> Given entries
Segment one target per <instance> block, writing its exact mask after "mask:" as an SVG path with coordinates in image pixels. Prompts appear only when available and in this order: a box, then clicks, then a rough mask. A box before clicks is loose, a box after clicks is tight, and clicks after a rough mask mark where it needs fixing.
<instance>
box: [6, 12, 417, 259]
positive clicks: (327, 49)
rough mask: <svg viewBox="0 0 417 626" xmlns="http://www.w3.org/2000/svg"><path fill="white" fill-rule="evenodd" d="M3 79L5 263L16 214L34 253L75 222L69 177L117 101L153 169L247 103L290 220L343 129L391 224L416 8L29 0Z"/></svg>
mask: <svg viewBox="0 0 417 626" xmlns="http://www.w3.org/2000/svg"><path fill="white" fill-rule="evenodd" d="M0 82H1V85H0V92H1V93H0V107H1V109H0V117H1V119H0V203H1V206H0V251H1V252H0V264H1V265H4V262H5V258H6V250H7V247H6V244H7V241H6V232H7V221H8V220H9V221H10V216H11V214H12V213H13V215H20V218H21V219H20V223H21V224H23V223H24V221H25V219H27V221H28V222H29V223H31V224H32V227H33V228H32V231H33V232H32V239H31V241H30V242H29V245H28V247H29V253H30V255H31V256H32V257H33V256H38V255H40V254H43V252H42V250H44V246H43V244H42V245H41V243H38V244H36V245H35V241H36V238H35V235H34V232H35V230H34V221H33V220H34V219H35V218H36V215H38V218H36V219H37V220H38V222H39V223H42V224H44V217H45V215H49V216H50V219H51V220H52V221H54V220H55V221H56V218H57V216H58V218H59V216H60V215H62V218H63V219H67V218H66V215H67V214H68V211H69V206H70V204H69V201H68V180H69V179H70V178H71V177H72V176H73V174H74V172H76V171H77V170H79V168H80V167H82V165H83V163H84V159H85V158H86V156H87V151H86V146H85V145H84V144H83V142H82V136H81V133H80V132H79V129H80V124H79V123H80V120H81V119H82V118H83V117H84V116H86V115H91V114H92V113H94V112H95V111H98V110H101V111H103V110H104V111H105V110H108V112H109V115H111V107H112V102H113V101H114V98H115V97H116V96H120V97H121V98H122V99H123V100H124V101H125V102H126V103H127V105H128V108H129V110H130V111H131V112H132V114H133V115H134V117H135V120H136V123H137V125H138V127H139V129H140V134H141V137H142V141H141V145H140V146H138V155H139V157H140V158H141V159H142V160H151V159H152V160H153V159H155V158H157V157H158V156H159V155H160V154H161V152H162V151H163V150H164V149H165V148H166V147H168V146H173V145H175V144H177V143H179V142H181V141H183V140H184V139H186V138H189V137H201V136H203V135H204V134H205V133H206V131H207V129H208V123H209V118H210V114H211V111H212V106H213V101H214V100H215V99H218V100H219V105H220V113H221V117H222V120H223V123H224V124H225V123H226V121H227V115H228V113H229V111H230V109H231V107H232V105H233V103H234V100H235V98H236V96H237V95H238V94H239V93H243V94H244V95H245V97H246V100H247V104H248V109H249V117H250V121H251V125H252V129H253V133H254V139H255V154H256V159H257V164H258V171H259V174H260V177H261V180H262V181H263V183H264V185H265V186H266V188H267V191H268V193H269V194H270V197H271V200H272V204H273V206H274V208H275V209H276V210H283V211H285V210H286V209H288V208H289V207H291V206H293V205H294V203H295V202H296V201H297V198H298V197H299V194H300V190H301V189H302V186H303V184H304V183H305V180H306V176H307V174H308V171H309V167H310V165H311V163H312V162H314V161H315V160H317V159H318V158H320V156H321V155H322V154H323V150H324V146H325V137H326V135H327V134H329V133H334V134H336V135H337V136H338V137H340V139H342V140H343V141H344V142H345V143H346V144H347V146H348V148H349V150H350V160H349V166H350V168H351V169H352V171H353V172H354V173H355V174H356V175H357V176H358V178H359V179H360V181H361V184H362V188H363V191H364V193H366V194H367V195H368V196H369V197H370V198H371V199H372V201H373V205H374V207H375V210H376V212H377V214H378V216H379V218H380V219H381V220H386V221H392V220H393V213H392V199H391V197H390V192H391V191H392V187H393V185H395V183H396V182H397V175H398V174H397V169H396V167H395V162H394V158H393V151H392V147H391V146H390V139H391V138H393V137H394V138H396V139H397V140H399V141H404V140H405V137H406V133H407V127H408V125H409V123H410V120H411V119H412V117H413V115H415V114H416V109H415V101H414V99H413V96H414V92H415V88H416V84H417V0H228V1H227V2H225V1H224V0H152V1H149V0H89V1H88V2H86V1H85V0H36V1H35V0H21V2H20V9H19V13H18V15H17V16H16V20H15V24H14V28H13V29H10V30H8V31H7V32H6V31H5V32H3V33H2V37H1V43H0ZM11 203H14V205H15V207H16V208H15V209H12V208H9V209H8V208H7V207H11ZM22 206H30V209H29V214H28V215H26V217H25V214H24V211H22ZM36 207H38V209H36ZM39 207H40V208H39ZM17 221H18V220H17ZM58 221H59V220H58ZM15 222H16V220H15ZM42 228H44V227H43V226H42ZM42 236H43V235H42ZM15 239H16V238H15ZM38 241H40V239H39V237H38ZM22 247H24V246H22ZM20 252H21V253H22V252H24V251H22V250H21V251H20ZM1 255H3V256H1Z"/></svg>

> Work item
An exact transcription of all the records is needed.

> Expected output
Segment one target per <instance> block, writing its exact mask after "mask:" as an SVG path with coordinates in image pixels. Prompts appear only when available and in this order: a box, then clicks, then a rough mask. A box before clicks is loose, a box after clicks is tight, and clicks after a rough mask mark where it needs fixing.
<instance>
box: [6, 12, 417, 259]
positive clicks: (327, 49)
rough mask: <svg viewBox="0 0 417 626" xmlns="http://www.w3.org/2000/svg"><path fill="white" fill-rule="evenodd" d="M3 79L5 263L16 214L34 253L75 222L69 177L117 101L153 169L247 103L290 220L343 129L391 224L416 8L29 0Z"/></svg>
mask: <svg viewBox="0 0 417 626" xmlns="http://www.w3.org/2000/svg"><path fill="white" fill-rule="evenodd" d="M0 82H1V85H0V92H1V93H0V107H1V109H0V117H1V119H0V203H1V206H0V251H1V252H0V264H1V265H4V262H5V258H6V250H7V247H6V244H7V241H6V232H7V221H8V220H9V221H10V216H11V214H12V213H13V215H20V218H21V219H20V223H21V224H23V223H24V221H25V219H27V221H28V222H29V223H31V224H32V227H33V228H32V231H33V232H32V239H31V241H30V242H29V245H28V247H29V253H30V255H31V256H32V257H33V256H38V255H40V254H43V252H42V250H44V246H43V244H42V245H41V243H38V244H36V245H35V241H36V238H35V235H34V232H35V230H34V221H33V220H34V219H35V218H36V215H38V218H36V219H37V220H38V222H39V223H42V224H44V217H45V215H49V216H50V219H51V220H52V221H54V220H55V221H56V218H57V216H58V218H59V216H60V215H62V218H63V219H67V218H66V215H67V214H68V211H69V206H70V204H69V201H68V180H69V179H70V178H71V177H72V176H73V174H74V172H76V171H77V170H79V168H80V167H82V165H83V163H84V159H85V158H86V156H87V151H86V146H85V145H84V144H83V142H82V136H81V133H80V132H79V129H80V124H79V123H80V120H81V119H82V118H83V117H84V116H86V115H91V114H92V113H94V112H95V111H98V110H101V111H103V110H104V111H105V110H108V112H109V115H111V107H112V102H113V101H114V98H115V97H116V96H120V97H121V98H122V99H123V100H124V101H125V102H126V103H127V105H128V108H129V110H130V111H131V112H132V114H133V115H134V117H135V120H136V123H137V125H138V127H139V129H140V134H141V137H142V141H141V145H140V146H138V155H139V157H140V158H141V159H142V160H151V159H152V160H153V159H155V158H157V157H158V156H159V155H160V154H161V152H162V151H163V150H164V149H165V148H166V147H168V146H173V145H175V144H177V143H179V142H181V141H183V140H184V139H186V138H189V137H201V136H203V135H204V134H205V133H206V131H207V129H208V123H209V118H210V114H211V111H212V106H213V101H214V100H215V99H218V100H219V105H220V113H221V117H222V120H223V123H224V124H225V123H226V121H227V115H228V113H229V111H230V109H231V107H232V105H233V103H234V100H235V98H236V96H237V95H238V94H239V93H243V94H244V95H245V97H246V100H247V104H248V109H249V117H250V121H251V125H252V129H253V133H254V139H255V154H256V159H257V164H258V171H259V174H260V177H261V180H262V181H263V183H264V185H265V186H266V188H267V191H268V193H269V194H270V197H271V200H272V204H273V206H274V208H275V209H276V210H283V211H285V210H286V209H288V208H289V207H291V206H293V205H294V203H295V202H296V201H297V198H298V197H299V194H300V190H301V189H302V186H303V184H304V183H305V180H306V176H307V174H308V171H309V167H310V165H311V163H312V162H314V161H315V160H317V159H318V158H320V156H321V155H322V154H323V150H324V146H325V137H326V135H327V134H329V133H334V134H336V135H337V136H338V137H340V139H342V140H343V141H344V142H345V143H346V144H347V146H348V148H349V150H350V160H349V166H350V168H351V169H352V171H353V172H354V173H355V174H356V175H357V176H358V178H359V179H360V181H361V184H362V188H363V191H364V193H366V194H367V195H368V196H369V197H370V198H371V199H372V201H373V205H374V207H375V210H376V212H377V214H378V216H379V218H380V219H381V220H386V221H392V220H393V213H392V199H391V197H390V192H391V191H392V187H393V185H395V183H396V182H397V175H398V174H397V169H396V167H395V162H394V158H393V151H392V147H391V146H390V139H391V138H393V137H394V138H396V139H397V140H399V141H404V140H405V137H406V133H407V127H408V125H409V123H410V120H411V119H412V117H413V115H415V114H416V109H415V101H414V99H413V96H414V92H415V88H416V84H417V0H228V1H227V2H225V1H224V0H152V1H149V0H89V1H88V2H86V1H85V0H36V1H35V0H21V2H20V9H19V13H18V15H17V16H16V20H15V24H14V28H13V29H10V30H8V31H7V32H6V31H5V32H3V33H2V37H1V43H0ZM11 203H14V205H15V207H16V208H15V209H12V208H9V209H8V208H7V207H11ZM22 206H30V209H29V214H28V215H26V217H25V214H24V211H22ZM36 207H38V209H36ZM39 207H40V208H39ZM17 221H18V220H17ZM58 221H59V220H58ZM15 222H16V220H15ZM42 228H44V227H43V226H42ZM42 236H43V235H42ZM15 239H16V238H15ZM38 241H40V239H39V237H38ZM22 247H24V246H22ZM20 252H21V253H22V252H24V251H22V250H21V251H20ZM1 255H3V256H1Z"/></svg>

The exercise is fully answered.